Stored data entries
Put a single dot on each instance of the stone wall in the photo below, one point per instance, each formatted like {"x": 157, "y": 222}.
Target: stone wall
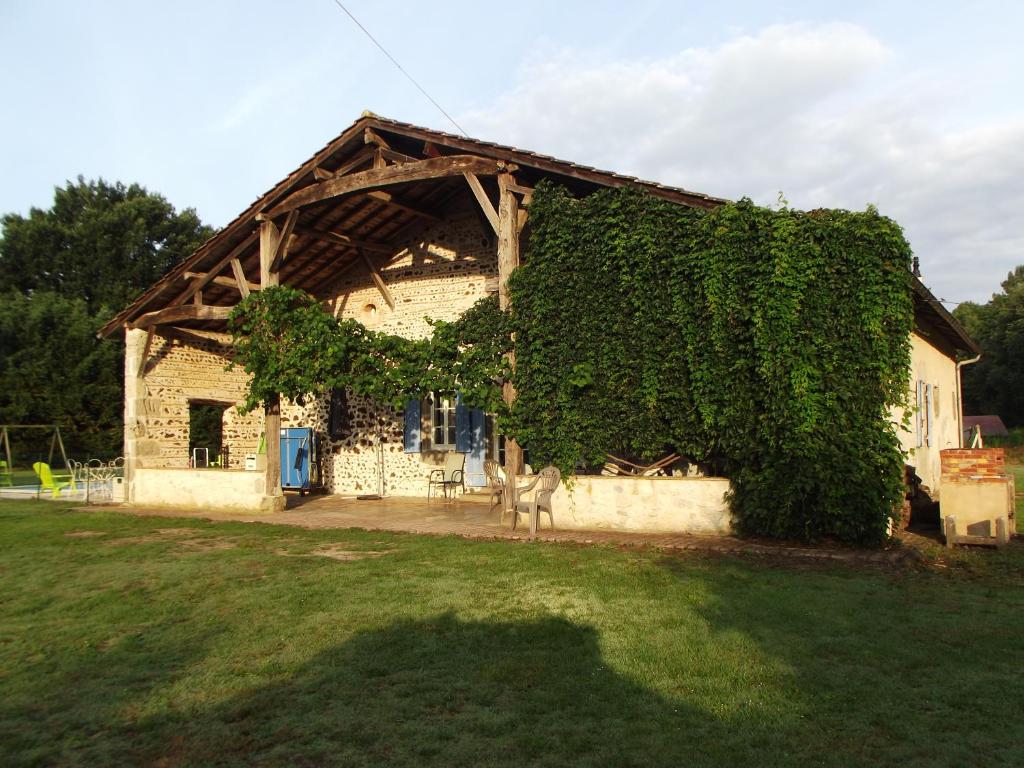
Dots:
{"x": 438, "y": 273}
{"x": 180, "y": 371}
{"x": 690, "y": 505}
{"x": 934, "y": 369}
{"x": 978, "y": 495}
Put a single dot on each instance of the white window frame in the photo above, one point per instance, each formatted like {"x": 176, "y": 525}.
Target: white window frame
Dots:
{"x": 442, "y": 408}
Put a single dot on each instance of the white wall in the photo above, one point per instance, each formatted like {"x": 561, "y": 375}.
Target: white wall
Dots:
{"x": 933, "y": 368}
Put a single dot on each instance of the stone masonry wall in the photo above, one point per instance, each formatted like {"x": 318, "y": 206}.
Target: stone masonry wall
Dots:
{"x": 180, "y": 372}
{"x": 439, "y": 272}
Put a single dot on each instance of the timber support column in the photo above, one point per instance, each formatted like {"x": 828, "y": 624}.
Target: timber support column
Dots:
{"x": 508, "y": 260}
{"x": 269, "y": 238}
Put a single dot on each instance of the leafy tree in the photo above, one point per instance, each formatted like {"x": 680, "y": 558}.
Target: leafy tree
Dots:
{"x": 64, "y": 271}
{"x": 102, "y": 243}
{"x": 995, "y": 385}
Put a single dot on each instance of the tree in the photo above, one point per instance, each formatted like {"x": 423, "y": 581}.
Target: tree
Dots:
{"x": 101, "y": 243}
{"x": 995, "y": 385}
{"x": 64, "y": 271}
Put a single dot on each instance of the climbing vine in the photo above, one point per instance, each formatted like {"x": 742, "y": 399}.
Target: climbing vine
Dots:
{"x": 767, "y": 344}
{"x": 290, "y": 345}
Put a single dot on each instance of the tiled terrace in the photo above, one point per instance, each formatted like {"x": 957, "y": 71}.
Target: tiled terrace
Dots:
{"x": 472, "y": 517}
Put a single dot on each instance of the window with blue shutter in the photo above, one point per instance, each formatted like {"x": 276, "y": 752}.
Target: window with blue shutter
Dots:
{"x": 462, "y": 426}
{"x": 412, "y": 432}
{"x": 928, "y": 415}
{"x": 477, "y": 449}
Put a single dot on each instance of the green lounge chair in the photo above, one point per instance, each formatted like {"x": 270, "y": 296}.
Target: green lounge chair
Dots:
{"x": 51, "y": 482}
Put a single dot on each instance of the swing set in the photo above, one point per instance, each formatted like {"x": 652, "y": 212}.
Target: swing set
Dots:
{"x": 46, "y": 478}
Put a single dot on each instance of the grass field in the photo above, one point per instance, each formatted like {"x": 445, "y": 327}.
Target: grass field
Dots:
{"x": 152, "y": 641}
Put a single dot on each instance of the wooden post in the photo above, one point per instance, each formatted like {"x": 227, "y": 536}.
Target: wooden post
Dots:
{"x": 269, "y": 237}
{"x": 508, "y": 259}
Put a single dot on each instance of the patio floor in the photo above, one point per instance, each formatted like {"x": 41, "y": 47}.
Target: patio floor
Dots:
{"x": 471, "y": 516}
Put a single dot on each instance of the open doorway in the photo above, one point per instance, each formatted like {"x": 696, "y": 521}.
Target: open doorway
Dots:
{"x": 206, "y": 434}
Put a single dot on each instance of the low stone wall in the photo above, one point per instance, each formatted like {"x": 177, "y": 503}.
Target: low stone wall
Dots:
{"x": 210, "y": 488}
{"x": 682, "y": 505}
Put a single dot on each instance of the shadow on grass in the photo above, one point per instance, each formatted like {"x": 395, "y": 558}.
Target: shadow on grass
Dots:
{"x": 443, "y": 692}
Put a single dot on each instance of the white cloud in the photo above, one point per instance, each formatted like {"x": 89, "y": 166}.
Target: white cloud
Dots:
{"x": 816, "y": 111}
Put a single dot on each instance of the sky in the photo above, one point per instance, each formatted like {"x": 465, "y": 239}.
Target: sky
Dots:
{"x": 913, "y": 108}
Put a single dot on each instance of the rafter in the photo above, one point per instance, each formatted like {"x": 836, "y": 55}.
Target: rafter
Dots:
{"x": 182, "y": 312}
{"x": 378, "y": 279}
{"x": 223, "y": 281}
{"x": 387, "y": 199}
{"x": 201, "y": 283}
{"x": 364, "y": 156}
{"x": 421, "y": 170}
{"x": 243, "y": 285}
{"x": 344, "y": 240}
{"x": 284, "y": 241}
{"x": 482, "y": 199}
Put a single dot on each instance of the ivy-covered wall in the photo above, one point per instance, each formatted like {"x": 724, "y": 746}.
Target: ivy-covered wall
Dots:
{"x": 768, "y": 344}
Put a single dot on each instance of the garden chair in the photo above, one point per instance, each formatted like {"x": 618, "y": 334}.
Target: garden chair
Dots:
{"x": 547, "y": 480}
{"x": 496, "y": 482}
{"x": 616, "y": 466}
{"x": 49, "y": 481}
{"x": 452, "y": 476}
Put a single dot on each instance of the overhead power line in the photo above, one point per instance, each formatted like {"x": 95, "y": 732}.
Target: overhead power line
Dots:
{"x": 401, "y": 69}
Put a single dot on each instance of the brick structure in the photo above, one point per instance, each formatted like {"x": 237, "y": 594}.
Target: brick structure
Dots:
{"x": 973, "y": 464}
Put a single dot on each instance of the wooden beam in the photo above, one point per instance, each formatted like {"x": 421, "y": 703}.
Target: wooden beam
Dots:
{"x": 240, "y": 279}
{"x": 197, "y": 334}
{"x": 482, "y": 199}
{"x": 268, "y": 240}
{"x": 508, "y": 260}
{"x": 182, "y": 312}
{"x": 375, "y": 178}
{"x": 284, "y": 241}
{"x": 397, "y": 157}
{"x": 370, "y": 136}
{"x": 520, "y": 189}
{"x": 201, "y": 283}
{"x": 223, "y": 281}
{"x": 145, "y": 352}
{"x": 378, "y": 279}
{"x": 387, "y": 199}
{"x": 344, "y": 240}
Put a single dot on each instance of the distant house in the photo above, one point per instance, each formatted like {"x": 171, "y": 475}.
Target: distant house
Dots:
{"x": 388, "y": 223}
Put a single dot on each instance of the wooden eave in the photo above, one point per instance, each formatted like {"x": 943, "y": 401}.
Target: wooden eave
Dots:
{"x": 365, "y": 144}
{"x": 934, "y": 324}
{"x": 385, "y": 212}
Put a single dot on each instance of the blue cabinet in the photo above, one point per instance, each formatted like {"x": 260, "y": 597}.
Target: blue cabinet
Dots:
{"x": 299, "y": 460}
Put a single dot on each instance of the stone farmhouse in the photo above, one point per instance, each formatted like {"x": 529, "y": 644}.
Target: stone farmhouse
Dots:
{"x": 390, "y": 223}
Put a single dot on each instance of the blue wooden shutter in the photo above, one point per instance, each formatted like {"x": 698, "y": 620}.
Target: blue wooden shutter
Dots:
{"x": 462, "y": 426}
{"x": 412, "y": 436}
{"x": 919, "y": 415}
{"x": 477, "y": 449}
{"x": 928, "y": 414}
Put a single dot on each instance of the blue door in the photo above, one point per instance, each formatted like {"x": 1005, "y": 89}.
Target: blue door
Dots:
{"x": 296, "y": 443}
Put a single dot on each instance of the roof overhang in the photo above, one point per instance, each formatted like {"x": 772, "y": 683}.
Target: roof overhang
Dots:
{"x": 934, "y": 323}
{"x": 368, "y": 186}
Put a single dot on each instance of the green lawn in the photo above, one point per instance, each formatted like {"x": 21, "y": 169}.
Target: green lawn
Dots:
{"x": 170, "y": 642}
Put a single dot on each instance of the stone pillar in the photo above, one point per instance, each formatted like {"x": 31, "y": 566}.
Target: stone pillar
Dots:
{"x": 136, "y": 407}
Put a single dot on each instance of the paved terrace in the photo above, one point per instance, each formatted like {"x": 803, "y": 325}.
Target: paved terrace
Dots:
{"x": 471, "y": 516}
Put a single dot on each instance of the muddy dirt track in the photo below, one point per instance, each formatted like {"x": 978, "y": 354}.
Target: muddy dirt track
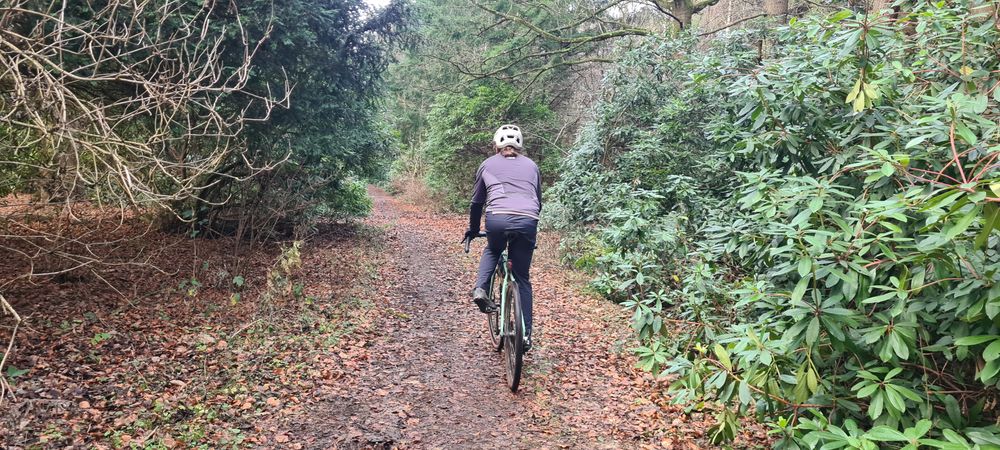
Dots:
{"x": 433, "y": 382}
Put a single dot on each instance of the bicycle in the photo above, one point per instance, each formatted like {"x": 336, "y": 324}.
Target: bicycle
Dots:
{"x": 506, "y": 321}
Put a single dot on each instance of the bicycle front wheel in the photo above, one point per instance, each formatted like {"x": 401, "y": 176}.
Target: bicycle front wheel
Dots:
{"x": 513, "y": 347}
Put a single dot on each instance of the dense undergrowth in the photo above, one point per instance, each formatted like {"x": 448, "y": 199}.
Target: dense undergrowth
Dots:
{"x": 806, "y": 228}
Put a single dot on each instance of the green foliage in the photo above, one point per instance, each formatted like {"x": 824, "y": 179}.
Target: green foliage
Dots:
{"x": 460, "y": 136}
{"x": 842, "y": 279}
{"x": 334, "y": 54}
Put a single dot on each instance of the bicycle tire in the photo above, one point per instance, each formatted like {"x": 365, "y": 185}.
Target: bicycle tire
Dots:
{"x": 514, "y": 335}
{"x": 493, "y": 318}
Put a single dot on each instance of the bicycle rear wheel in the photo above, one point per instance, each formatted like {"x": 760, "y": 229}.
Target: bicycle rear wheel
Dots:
{"x": 513, "y": 347}
{"x": 493, "y": 318}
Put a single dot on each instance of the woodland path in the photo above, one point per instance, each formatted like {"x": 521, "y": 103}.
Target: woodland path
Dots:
{"x": 379, "y": 348}
{"x": 433, "y": 382}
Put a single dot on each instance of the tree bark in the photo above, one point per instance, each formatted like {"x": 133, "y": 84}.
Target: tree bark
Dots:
{"x": 776, "y": 8}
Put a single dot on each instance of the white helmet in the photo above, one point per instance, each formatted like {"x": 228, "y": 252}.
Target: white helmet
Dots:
{"x": 508, "y": 136}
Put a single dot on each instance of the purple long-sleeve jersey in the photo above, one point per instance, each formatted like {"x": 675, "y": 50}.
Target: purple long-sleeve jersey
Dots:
{"x": 509, "y": 186}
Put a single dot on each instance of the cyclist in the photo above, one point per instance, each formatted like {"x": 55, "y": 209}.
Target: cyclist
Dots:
{"x": 509, "y": 185}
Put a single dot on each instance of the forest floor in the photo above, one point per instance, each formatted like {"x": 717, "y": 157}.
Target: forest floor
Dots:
{"x": 372, "y": 343}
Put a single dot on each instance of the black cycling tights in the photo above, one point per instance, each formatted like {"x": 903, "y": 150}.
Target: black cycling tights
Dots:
{"x": 517, "y": 234}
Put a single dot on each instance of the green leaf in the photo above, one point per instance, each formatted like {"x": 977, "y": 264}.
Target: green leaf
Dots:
{"x": 805, "y": 266}
{"x": 991, "y": 220}
{"x": 887, "y": 169}
{"x": 875, "y": 407}
{"x": 867, "y": 390}
{"x": 812, "y": 331}
{"x": 992, "y": 351}
{"x": 962, "y": 224}
{"x": 899, "y": 346}
{"x": 878, "y": 298}
{"x": 916, "y": 141}
{"x": 816, "y": 204}
{"x": 885, "y": 434}
{"x": 800, "y": 289}
{"x": 723, "y": 355}
{"x": 965, "y": 133}
{"x": 975, "y": 340}
{"x": 989, "y": 371}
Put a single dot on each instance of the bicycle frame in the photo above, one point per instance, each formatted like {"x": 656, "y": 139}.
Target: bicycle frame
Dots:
{"x": 508, "y": 278}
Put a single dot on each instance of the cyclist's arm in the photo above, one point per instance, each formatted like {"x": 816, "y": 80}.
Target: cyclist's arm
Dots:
{"x": 478, "y": 200}
{"x": 538, "y": 187}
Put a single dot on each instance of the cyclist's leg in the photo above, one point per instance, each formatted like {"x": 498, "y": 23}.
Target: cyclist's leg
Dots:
{"x": 520, "y": 251}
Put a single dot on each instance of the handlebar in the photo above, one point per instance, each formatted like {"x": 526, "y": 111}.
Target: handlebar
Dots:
{"x": 468, "y": 241}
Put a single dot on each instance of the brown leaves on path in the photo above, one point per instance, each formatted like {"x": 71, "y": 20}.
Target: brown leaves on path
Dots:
{"x": 433, "y": 382}
{"x": 379, "y": 348}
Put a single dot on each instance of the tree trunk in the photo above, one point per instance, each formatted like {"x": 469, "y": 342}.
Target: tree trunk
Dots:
{"x": 776, "y": 8}
{"x": 683, "y": 11}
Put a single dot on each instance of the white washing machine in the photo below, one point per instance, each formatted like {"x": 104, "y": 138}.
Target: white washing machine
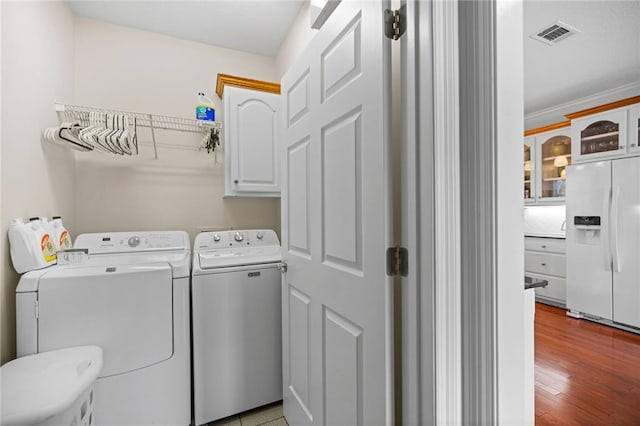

## Task details
How many of the lines above contain the string "tiled"? Give the count alone.

## Solution to this task
2